Your answer should be exactly the lines from the one that contains "Can you find the black football helmet" through the final line of the entries below, and nothing else.

[Referring expression data]

───

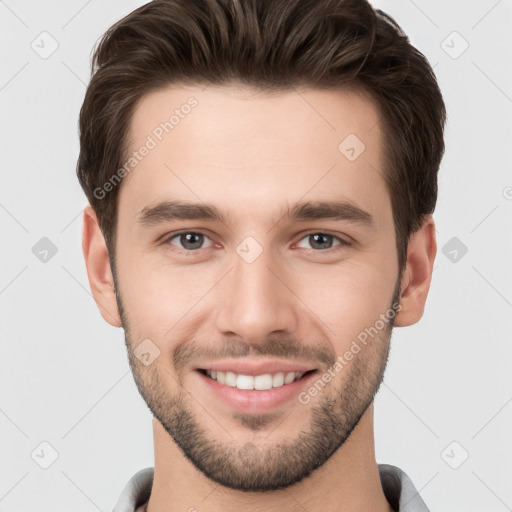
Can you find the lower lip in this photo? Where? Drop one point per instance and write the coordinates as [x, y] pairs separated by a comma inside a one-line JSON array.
[[254, 400]]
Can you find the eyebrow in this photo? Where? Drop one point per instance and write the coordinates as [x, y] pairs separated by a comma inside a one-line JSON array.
[[302, 211]]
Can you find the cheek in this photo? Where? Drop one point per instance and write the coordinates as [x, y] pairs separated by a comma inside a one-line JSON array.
[[350, 297]]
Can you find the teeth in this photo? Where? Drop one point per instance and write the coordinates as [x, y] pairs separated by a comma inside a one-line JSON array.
[[260, 382]]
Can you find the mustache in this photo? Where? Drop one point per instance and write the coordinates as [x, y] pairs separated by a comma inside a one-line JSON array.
[[282, 348]]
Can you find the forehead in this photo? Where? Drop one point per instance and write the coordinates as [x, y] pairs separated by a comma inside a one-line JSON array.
[[249, 148]]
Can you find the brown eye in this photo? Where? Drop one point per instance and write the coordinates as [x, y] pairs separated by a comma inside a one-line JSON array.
[[188, 240]]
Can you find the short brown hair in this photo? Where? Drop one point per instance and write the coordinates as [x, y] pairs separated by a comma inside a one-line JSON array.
[[272, 45]]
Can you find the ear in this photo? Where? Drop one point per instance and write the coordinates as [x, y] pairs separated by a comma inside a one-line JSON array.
[[99, 272], [415, 282]]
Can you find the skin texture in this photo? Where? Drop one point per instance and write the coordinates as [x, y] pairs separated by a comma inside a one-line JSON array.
[[250, 154]]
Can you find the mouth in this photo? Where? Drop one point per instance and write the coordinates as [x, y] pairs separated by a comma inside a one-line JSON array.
[[253, 394], [260, 382]]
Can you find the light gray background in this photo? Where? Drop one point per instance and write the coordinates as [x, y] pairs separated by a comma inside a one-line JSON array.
[[65, 378]]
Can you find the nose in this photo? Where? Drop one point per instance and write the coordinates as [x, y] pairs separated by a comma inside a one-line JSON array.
[[255, 300]]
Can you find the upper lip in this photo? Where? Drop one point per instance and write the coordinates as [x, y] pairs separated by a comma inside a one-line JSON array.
[[256, 367]]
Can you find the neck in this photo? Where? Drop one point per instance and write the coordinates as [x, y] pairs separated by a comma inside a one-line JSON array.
[[349, 481]]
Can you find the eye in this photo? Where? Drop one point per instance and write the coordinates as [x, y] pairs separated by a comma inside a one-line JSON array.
[[190, 240], [323, 241]]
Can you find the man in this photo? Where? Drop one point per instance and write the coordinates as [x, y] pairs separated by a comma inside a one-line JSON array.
[[261, 177]]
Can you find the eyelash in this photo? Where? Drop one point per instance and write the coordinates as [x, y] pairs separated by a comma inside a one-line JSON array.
[[342, 242]]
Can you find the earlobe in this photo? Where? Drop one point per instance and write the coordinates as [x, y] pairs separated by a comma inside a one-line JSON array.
[[416, 278], [99, 272]]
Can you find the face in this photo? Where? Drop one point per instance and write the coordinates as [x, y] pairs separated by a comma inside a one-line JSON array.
[[256, 241]]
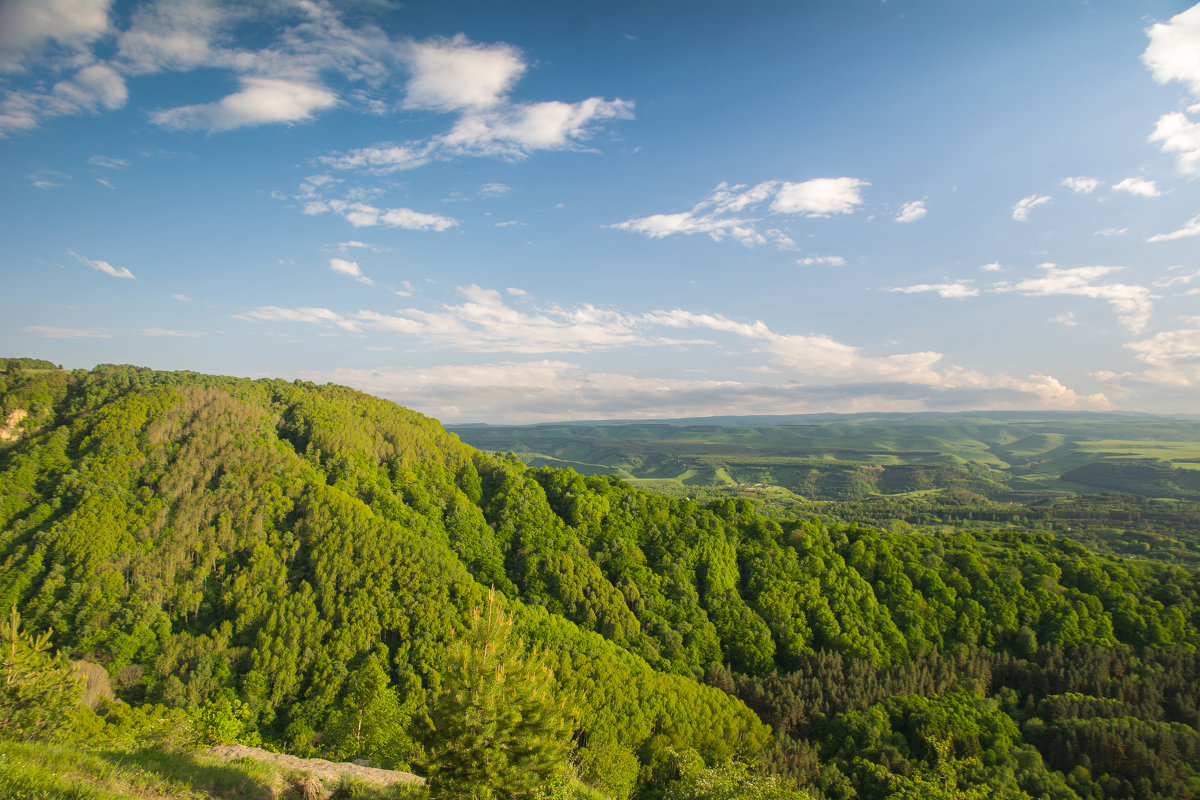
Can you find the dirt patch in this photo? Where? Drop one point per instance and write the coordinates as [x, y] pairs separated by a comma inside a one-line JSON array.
[[9, 429], [328, 773]]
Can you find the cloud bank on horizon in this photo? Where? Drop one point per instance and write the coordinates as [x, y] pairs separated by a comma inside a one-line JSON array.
[[507, 217]]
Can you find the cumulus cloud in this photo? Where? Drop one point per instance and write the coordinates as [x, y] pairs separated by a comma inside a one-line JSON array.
[[835, 376], [821, 197], [27, 26], [456, 73], [1174, 54], [89, 90], [1133, 304], [305, 314], [1191, 228], [493, 190], [721, 214], [352, 269], [105, 162], [171, 334], [51, 332], [955, 290], [1139, 186], [1171, 358], [1174, 49], [539, 390], [102, 266], [361, 215], [912, 211], [1081, 185], [1179, 134], [827, 260], [1023, 208], [174, 36], [262, 101]]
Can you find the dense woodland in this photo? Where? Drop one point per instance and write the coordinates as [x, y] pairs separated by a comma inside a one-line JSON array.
[[309, 567]]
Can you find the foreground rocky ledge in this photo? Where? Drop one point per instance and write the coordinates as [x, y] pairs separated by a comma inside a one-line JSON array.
[[325, 771]]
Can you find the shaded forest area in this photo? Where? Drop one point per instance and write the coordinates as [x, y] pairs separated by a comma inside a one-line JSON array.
[[299, 566]]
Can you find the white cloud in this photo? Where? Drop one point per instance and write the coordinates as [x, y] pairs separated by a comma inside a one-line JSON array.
[[827, 260], [1023, 208], [1139, 186], [719, 215], [262, 101], [48, 179], [105, 162], [457, 74], [955, 290], [49, 332], [361, 215], [171, 334], [174, 35], [834, 374], [28, 25], [1191, 228], [1179, 134], [382, 158], [821, 197], [1177, 280], [1174, 49], [539, 390], [1173, 358], [1133, 304], [514, 132], [493, 190], [912, 211], [306, 314], [89, 90], [102, 266], [1081, 185], [342, 266]]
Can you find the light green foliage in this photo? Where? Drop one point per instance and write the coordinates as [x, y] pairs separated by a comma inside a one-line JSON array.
[[39, 691], [372, 723], [226, 720], [499, 728], [311, 551], [726, 781]]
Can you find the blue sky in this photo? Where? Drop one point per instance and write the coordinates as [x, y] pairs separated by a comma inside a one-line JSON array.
[[525, 211]]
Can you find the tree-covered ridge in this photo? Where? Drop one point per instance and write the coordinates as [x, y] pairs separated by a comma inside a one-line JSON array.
[[297, 555]]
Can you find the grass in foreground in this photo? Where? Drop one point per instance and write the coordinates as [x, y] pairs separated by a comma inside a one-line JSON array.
[[47, 771]]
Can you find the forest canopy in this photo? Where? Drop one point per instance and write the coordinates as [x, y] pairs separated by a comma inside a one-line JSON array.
[[305, 558]]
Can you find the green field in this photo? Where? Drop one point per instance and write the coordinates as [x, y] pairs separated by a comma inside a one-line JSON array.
[[843, 457]]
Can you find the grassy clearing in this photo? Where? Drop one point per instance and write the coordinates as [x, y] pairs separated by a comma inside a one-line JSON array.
[[46, 771], [1180, 453]]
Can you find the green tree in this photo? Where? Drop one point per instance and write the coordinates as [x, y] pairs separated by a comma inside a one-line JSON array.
[[39, 691], [498, 728], [372, 722]]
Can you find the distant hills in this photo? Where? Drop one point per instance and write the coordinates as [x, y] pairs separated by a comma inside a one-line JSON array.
[[301, 567], [999, 455]]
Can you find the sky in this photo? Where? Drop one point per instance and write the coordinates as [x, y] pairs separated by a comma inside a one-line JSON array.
[[517, 211]]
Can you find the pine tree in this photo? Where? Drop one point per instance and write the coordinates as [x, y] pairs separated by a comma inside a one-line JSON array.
[[37, 690], [499, 731]]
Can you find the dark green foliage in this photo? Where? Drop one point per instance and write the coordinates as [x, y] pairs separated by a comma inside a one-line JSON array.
[[39, 691], [310, 552], [499, 727]]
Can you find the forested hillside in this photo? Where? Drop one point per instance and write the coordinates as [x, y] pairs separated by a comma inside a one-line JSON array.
[[311, 561]]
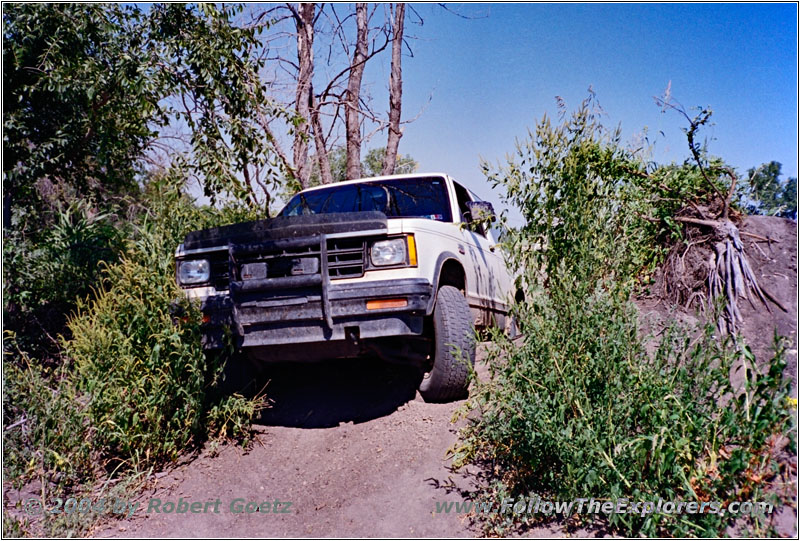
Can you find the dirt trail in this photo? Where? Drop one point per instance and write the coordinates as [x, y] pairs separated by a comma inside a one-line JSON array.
[[359, 454], [350, 444]]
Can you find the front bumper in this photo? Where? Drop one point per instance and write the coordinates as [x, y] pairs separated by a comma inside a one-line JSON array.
[[300, 311]]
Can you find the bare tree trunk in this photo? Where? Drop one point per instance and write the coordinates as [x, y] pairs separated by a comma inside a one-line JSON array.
[[322, 152], [395, 92], [352, 113], [304, 19]]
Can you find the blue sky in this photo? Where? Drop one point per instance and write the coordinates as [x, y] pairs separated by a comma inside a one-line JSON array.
[[492, 77]]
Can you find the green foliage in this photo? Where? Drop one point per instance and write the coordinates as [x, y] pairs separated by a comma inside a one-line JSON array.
[[45, 273], [570, 182], [146, 374], [580, 407], [89, 86], [767, 194], [211, 85], [79, 104], [136, 389]]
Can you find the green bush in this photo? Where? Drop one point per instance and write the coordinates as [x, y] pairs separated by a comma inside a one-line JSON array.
[[134, 388], [46, 271], [579, 408], [144, 374]]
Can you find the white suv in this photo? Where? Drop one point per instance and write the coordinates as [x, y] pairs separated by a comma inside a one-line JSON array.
[[394, 266]]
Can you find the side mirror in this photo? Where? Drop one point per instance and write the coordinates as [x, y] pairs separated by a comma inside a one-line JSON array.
[[480, 211]]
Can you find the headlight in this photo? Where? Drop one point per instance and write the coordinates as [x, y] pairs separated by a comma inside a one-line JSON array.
[[388, 252], [196, 271]]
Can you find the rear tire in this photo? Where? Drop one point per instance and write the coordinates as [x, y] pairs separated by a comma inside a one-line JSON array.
[[454, 348]]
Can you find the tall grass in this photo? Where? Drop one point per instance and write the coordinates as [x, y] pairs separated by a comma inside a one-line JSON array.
[[134, 389]]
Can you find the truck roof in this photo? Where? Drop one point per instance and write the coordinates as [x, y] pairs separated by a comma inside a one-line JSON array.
[[372, 179]]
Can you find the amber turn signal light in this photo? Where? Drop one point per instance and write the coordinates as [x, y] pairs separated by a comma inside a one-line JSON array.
[[386, 303]]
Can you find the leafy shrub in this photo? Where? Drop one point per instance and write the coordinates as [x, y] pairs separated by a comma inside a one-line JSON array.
[[135, 388], [144, 374], [45, 273], [579, 408]]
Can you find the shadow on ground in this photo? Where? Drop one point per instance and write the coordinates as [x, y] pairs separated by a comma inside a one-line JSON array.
[[326, 394]]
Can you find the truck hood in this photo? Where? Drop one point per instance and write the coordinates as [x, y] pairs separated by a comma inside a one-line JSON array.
[[286, 228]]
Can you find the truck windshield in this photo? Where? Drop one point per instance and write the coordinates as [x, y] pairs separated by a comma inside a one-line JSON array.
[[397, 198]]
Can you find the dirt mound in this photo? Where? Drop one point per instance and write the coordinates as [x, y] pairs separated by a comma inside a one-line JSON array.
[[770, 245]]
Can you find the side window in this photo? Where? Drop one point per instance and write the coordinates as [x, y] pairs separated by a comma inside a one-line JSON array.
[[462, 196]]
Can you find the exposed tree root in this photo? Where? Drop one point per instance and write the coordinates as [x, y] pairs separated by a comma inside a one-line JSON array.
[[712, 265]]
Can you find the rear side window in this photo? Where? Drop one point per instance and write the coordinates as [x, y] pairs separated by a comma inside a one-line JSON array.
[[397, 198]]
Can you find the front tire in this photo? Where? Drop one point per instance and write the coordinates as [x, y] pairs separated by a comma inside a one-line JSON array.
[[454, 349]]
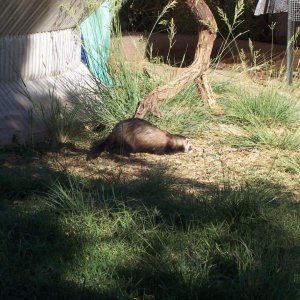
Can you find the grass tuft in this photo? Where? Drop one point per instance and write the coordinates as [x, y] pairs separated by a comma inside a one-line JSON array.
[[266, 107]]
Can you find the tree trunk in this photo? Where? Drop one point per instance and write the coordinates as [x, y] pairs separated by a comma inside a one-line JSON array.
[[196, 72]]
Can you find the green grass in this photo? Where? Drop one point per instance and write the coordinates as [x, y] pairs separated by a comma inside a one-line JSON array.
[[265, 137], [84, 239], [266, 106]]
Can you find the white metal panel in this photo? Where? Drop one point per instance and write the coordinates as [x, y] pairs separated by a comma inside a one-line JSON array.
[[38, 55], [17, 98], [19, 17]]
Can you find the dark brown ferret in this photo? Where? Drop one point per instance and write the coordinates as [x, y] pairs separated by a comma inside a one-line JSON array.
[[137, 135]]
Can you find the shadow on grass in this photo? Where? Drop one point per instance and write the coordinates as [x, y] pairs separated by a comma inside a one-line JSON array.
[[166, 238]]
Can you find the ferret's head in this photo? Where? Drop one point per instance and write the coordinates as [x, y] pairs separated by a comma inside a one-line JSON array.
[[188, 148], [182, 144]]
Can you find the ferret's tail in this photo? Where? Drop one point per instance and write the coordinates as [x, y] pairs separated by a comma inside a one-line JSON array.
[[97, 148]]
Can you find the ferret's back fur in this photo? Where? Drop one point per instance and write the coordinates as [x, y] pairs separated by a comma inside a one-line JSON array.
[[137, 135]]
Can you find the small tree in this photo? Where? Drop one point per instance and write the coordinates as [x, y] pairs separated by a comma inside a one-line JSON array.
[[196, 72]]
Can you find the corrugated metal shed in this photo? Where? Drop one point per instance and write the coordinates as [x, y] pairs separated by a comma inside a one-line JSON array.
[[39, 52], [19, 17]]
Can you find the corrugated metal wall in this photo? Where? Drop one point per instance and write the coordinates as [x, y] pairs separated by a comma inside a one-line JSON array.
[[39, 54], [19, 17]]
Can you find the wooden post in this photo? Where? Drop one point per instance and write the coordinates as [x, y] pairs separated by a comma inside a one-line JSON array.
[[196, 72]]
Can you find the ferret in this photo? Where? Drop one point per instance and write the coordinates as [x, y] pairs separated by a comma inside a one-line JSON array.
[[139, 136]]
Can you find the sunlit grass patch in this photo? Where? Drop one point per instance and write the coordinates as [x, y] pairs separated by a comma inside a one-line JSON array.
[[265, 107], [260, 136]]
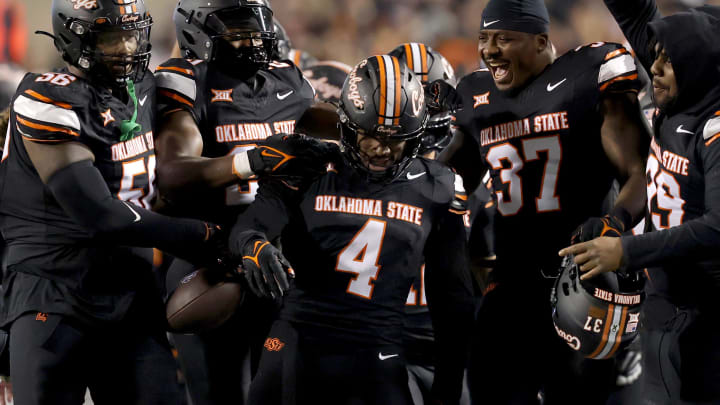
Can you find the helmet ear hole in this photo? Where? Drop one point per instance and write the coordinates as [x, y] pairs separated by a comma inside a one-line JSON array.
[[188, 37]]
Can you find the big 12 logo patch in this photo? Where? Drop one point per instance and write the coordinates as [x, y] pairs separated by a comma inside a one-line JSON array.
[[87, 4]]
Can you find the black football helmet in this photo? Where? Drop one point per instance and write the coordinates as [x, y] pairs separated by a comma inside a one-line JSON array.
[[598, 317], [429, 65], [206, 29], [327, 78], [383, 99], [283, 45], [81, 26]]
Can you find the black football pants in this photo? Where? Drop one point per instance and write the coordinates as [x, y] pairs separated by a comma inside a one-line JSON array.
[[218, 364], [420, 379], [681, 355], [295, 371], [516, 354], [54, 359]]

───

▸ Output for this exercise:
Can you find the black football helmet in this photo? Where? Drop one point per instance and write the coordinates as [x, y] pairs separated by a comma inside a one-line JSON array.
[[598, 317], [429, 65], [206, 29], [327, 78], [383, 99], [283, 45], [81, 26]]
Can you find the black football pants in this photo? Where? Drop one point per instance and write the coordinates as [x, y] pairs separated by a comma inside a one-line JSON array.
[[218, 364], [420, 379], [681, 355], [295, 371], [516, 354], [54, 359]]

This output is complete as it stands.